Reproduce the material in full, exactly as written.

↓↓↓

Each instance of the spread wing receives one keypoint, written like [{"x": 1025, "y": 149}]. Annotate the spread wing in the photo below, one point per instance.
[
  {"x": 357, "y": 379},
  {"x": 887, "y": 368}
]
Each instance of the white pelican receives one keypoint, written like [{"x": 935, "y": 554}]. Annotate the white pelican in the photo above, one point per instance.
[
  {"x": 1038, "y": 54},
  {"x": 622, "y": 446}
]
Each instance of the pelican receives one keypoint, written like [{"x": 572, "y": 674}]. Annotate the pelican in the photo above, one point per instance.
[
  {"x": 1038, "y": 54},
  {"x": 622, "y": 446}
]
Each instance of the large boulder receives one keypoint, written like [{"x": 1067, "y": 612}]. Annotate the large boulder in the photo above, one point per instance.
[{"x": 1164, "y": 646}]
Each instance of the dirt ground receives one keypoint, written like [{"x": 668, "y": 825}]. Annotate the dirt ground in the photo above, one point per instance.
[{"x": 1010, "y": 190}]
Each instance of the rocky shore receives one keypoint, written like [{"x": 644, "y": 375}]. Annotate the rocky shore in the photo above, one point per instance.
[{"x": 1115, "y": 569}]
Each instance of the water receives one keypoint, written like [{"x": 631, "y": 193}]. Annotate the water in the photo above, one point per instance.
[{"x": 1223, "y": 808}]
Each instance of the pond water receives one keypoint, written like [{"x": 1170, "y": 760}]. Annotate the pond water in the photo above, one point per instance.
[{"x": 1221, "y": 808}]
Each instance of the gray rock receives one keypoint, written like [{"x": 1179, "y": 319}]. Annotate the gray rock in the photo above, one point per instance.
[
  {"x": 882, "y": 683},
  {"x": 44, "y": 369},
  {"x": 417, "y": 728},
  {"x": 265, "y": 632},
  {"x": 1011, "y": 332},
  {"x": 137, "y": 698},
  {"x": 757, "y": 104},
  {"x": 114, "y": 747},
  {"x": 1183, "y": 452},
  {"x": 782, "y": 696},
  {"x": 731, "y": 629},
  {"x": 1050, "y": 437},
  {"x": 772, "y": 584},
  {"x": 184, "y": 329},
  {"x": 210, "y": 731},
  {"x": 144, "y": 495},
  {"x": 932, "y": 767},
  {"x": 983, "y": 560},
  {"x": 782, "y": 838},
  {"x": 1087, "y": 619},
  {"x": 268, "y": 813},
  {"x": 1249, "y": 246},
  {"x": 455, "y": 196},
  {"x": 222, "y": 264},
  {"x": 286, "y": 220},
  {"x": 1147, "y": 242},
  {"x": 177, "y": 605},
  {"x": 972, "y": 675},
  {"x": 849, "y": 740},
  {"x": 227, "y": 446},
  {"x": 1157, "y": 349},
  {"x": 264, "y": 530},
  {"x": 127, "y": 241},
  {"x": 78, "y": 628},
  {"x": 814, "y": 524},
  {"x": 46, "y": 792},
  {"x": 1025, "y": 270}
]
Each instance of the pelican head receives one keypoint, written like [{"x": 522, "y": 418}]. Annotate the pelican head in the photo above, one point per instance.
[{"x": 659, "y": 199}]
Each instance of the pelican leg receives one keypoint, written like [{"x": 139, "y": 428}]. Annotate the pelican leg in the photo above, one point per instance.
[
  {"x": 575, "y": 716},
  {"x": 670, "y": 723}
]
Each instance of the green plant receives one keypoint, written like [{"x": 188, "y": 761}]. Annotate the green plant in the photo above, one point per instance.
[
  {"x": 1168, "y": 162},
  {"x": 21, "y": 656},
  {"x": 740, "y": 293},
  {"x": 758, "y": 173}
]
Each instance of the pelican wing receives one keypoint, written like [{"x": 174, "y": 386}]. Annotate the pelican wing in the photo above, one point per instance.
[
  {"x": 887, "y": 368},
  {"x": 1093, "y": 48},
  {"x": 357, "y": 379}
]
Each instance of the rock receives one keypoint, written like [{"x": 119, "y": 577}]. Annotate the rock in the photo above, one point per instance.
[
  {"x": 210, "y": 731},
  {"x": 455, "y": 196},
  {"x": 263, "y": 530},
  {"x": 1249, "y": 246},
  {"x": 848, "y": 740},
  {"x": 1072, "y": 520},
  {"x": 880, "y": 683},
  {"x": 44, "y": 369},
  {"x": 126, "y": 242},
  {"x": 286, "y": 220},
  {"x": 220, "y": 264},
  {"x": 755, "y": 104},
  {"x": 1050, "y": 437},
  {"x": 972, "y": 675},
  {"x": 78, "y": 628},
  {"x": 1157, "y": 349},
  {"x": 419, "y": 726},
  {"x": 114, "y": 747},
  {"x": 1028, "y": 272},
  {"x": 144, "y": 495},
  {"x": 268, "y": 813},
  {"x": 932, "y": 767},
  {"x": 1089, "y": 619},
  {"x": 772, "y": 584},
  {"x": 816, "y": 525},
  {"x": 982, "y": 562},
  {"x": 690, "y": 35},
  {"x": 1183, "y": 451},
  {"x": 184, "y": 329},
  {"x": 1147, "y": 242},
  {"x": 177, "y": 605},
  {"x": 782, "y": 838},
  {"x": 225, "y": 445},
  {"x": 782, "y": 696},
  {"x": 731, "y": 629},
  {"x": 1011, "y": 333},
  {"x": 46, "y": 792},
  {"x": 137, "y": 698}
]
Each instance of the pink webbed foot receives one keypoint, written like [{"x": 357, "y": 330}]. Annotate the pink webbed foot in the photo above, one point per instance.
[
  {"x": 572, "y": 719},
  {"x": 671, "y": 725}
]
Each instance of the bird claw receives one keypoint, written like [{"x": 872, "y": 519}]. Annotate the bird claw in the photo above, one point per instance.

↑↑↑

TASK RESPONSE:
Each instance of the spread wing receives one keypoint, written like [{"x": 1025, "y": 149}]. Annotate the spread wing in the photo below, one point per instance.
[
  {"x": 357, "y": 379},
  {"x": 887, "y": 368}
]
Each instance of the white pelican receives one keypoint, written like [{"x": 935, "y": 554}]. Annotate the white pelican in the photo above, one point per instance.
[
  {"x": 1038, "y": 54},
  {"x": 622, "y": 446}
]
Each instance of the pelican receives one keypoint, written like [{"x": 572, "y": 674}]. Annotate the pelican in the photo above, one point per instance.
[
  {"x": 1038, "y": 54},
  {"x": 622, "y": 446}
]
Each instance of the large boulder receives one keypoint, written like [{"x": 1067, "y": 612}]. Annotate the large boulder in the photo above, one point per instance.
[{"x": 1164, "y": 646}]
Each instance of the dirt ground receives one keypoint, written like [{"x": 668, "y": 825}]. Annotate the dirt ground in the photo above, one point per instance.
[{"x": 1010, "y": 190}]
Each instance of the rocky shore receives one keypoint, written like [{"x": 644, "y": 375}]. Annotate the rocky shore in the photo above, one point per instance.
[{"x": 1115, "y": 569}]
Each instance of the water receives one keypoint, written like [{"x": 631, "y": 193}]. Annotate the water in the photo above, one point per instance.
[{"x": 1223, "y": 808}]
Each instance of the pond water receives one keypoint, written like [{"x": 1170, "y": 760}]. Annotate the pond water in the photo above, one point per instance.
[{"x": 1221, "y": 808}]
Each instance of the gray rock receives one keypoint, written like [{"x": 1179, "y": 319}]. Annotate the gray rock in the photo above, one point per instance.
[
  {"x": 882, "y": 683},
  {"x": 44, "y": 369},
  {"x": 417, "y": 728},
  {"x": 265, "y": 632},
  {"x": 1011, "y": 332},
  {"x": 137, "y": 698},
  {"x": 757, "y": 104},
  {"x": 114, "y": 747},
  {"x": 1183, "y": 452},
  {"x": 782, "y": 696},
  {"x": 731, "y": 629},
  {"x": 1050, "y": 437},
  {"x": 772, "y": 584},
  {"x": 184, "y": 329},
  {"x": 210, "y": 731},
  {"x": 144, "y": 495},
  {"x": 932, "y": 767},
  {"x": 983, "y": 560},
  {"x": 782, "y": 838},
  {"x": 1087, "y": 619},
  {"x": 268, "y": 813},
  {"x": 1249, "y": 246},
  {"x": 455, "y": 196},
  {"x": 222, "y": 264},
  {"x": 286, "y": 220},
  {"x": 1147, "y": 242},
  {"x": 177, "y": 605},
  {"x": 972, "y": 675},
  {"x": 849, "y": 740},
  {"x": 227, "y": 446},
  {"x": 1157, "y": 349},
  {"x": 264, "y": 530},
  {"x": 127, "y": 241},
  {"x": 78, "y": 628},
  {"x": 814, "y": 524},
  {"x": 46, "y": 792},
  {"x": 1025, "y": 270}
]
Each instance of the pelican head receives one keypoint, written like [{"x": 522, "y": 418}]. Annotate the pelican head in the photo above, one point per instance.
[{"x": 659, "y": 199}]
Each instance of the pelican leg receives one keypoint, written like [{"x": 139, "y": 428}]. Annotate the pelican leg in the photo above, one point per instance.
[
  {"x": 575, "y": 716},
  {"x": 670, "y": 723}
]
Each instance of the green plant receives one keypoint, written like [{"x": 188, "y": 761}]. Annotate the green plant in the photo above, one point per instance.
[
  {"x": 1168, "y": 162},
  {"x": 21, "y": 656},
  {"x": 740, "y": 293},
  {"x": 758, "y": 173}
]
Each instance of the pelican wing receives one keypoint, written like [{"x": 174, "y": 386}]. Annotate the pelican wing in the photo above, one point per instance.
[
  {"x": 887, "y": 368},
  {"x": 1093, "y": 48},
  {"x": 357, "y": 379}
]
Each instance of the rock receives one keypoint, written like [{"x": 119, "y": 577}]. Annotate the rock in the photo above, one point per instance.
[
  {"x": 210, "y": 731},
  {"x": 455, "y": 196},
  {"x": 263, "y": 530},
  {"x": 1249, "y": 246},
  {"x": 848, "y": 740},
  {"x": 1072, "y": 520},
  {"x": 880, "y": 683},
  {"x": 44, "y": 369},
  {"x": 126, "y": 242},
  {"x": 286, "y": 220},
  {"x": 220, "y": 264},
  {"x": 755, "y": 104},
  {"x": 1050, "y": 437},
  {"x": 972, "y": 675},
  {"x": 78, "y": 628},
  {"x": 1157, "y": 349},
  {"x": 419, "y": 726},
  {"x": 114, "y": 747},
  {"x": 1028, "y": 272},
  {"x": 144, "y": 495},
  {"x": 268, "y": 813},
  {"x": 932, "y": 767},
  {"x": 1089, "y": 619},
  {"x": 772, "y": 584},
  {"x": 816, "y": 525},
  {"x": 982, "y": 562},
  {"x": 690, "y": 35},
  {"x": 1183, "y": 451},
  {"x": 184, "y": 329},
  {"x": 1147, "y": 242},
  {"x": 177, "y": 605},
  {"x": 782, "y": 838},
  {"x": 225, "y": 445},
  {"x": 782, "y": 696},
  {"x": 731, "y": 629},
  {"x": 1011, "y": 333},
  {"x": 46, "y": 792},
  {"x": 137, "y": 698}
]
Each instance of the pink webbed foot receives one keypoint, written like [{"x": 357, "y": 330}]. Annotate the pink webbed foot in the photo above, one point per instance.
[
  {"x": 572, "y": 719},
  {"x": 671, "y": 725}
]
Each instance of the bird claw receives one keypoint, written like [{"x": 872, "y": 519}]. Annotate the bird claw in the photo above, one point per instance.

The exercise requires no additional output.